*WHAT NEEDS TO BE DONE*
Update the data below by replacing every occurrence of "innermost point" with "center point". Leave everything else unchanged.

[Dataset items]
* BEGIN *

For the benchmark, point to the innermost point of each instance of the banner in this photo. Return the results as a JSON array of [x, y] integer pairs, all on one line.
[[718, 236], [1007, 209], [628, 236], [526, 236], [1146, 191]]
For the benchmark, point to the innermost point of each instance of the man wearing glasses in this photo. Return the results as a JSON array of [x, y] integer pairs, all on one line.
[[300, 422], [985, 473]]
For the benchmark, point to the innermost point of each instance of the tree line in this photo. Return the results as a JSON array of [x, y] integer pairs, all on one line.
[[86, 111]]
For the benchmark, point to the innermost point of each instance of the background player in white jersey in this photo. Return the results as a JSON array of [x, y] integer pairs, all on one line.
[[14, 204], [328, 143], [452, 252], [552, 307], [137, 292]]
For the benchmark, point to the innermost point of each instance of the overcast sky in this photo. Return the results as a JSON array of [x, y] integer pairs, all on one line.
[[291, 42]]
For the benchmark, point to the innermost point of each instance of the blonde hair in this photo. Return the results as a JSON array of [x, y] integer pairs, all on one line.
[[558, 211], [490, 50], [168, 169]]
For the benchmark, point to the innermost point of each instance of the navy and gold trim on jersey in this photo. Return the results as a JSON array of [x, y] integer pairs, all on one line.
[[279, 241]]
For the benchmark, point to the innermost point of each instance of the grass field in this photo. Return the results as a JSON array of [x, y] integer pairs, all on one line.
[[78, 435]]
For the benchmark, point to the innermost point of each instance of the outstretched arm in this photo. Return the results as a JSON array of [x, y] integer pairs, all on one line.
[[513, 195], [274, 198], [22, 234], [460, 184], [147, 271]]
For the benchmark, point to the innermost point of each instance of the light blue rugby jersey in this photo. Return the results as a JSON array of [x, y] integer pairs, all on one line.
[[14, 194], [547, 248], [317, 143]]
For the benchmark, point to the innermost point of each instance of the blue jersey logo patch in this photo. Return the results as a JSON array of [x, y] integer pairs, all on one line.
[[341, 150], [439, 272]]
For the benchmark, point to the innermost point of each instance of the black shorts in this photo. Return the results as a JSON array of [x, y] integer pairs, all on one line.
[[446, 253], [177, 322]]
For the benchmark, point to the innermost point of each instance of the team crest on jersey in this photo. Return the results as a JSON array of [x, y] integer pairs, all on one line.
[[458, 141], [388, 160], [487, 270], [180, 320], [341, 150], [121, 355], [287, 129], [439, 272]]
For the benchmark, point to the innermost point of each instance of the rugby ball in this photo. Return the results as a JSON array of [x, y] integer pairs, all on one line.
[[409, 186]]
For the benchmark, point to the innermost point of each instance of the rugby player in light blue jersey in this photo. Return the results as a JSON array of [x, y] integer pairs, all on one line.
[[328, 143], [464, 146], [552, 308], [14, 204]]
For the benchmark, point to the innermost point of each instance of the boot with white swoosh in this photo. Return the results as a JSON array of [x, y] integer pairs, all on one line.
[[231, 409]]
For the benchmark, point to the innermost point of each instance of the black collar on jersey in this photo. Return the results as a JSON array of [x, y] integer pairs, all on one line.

* END *

*CORRECT RESULT*
For the benchmark, point to the center point of each instance of the banner in this photo. Return the results as a JSON array of [x, y] integer pairs, all on one line.
[[718, 236], [1007, 209], [628, 236], [526, 236], [1146, 191]]
For the benchmark, point to the center point of each instance of the man wearing glasses in this photo. Return the results as a JSON array of [x, y] integer pairs, all on one line.
[[300, 422], [985, 473]]
For the benchmark, point to the center point of each instance of the tree line in this photo. Return the results as a JSON array of [x, y] integer pairs, all on one line.
[[86, 111]]
For the benchmark, point to the center point of each instance of the background player in white jersey in this photo. Return the results as a JSON array of [x, y] integer pairs, all on one line.
[[14, 204], [328, 143], [452, 252], [552, 307], [137, 292]]
For the benchmark, point to the center point of each instance of the overcast sky in this photo. Return the results as a JSON array of [x, y] integer pairs, all on one line.
[[291, 42]]
For the benchmark, point to the center point of each instance of the blonde hair in this photo. Return the results as a JSON array of [x, y] integer pairs, all on one line.
[[558, 211], [490, 50], [168, 169]]
For the benchmark, point to the center point of each instance of the navy and gold trim on jersey in this photo. Return the results as a JSON array of [x, y] integer pairs, all on one line.
[[279, 241]]
For the benchmark, point to the center point of each instance of the grass field in this photo. Return the results as a JSON array of [x, y] integer pairs, all on one line.
[[78, 435]]
For the benchmark, point to the center point of each instance of the outstretched arm in this photo. Return the results as a JSON array of [x, y] integer pairs, all on one line.
[[513, 195], [274, 198], [22, 234], [460, 184], [147, 271]]
For the benchmark, point to the center point of each instance of the light blue rugby jersey in this photo. Return the results as a JSON array of [x, y] integer pairs, all on one line.
[[14, 194], [547, 248], [317, 143]]
For the benchmark, point to the center point of each instance of the blue jersey logo patch in this photo. Return the results as a JSON array of [x, y] integer pairs, all on one line.
[[341, 150], [439, 272]]
For the benchmark, point to the center point of each instance of the black shorts in this photo. Return the results as a JSON array of [x, y] integer pairs, all on one line.
[[446, 253], [177, 322]]
For the benchmark, point to the center point of each instance of the team crest on jersey in this photo. Return the results as a JSON array of [x, y] integer pairs, all on one line.
[[458, 141], [388, 160], [487, 270], [180, 320], [341, 150], [121, 355], [287, 129], [439, 272]]
For the benchmark, point to the center point of each instance of the rugby ball in this photo. Return the results as a JSON array of [x, y] integer pairs, all on one line.
[[409, 186]]
For the benchmark, point to the center point of each instance of the rugby player in light blue jersey in this photo. Return the results as a JSON array of [x, y] integer pairs, all on one line.
[[328, 143], [464, 146], [552, 308], [14, 204]]
For the benchmark, point to the center point of each instance of the boot with white swoosh in this photo. Return the results as a JSON array of [x, y] integer pairs, all on one line.
[[231, 409]]
For the benchmark, point to the center point of each instance of the black collar on jersey in this photo. Return the results as a JSON array of [x, y] integer pairs, all on one line.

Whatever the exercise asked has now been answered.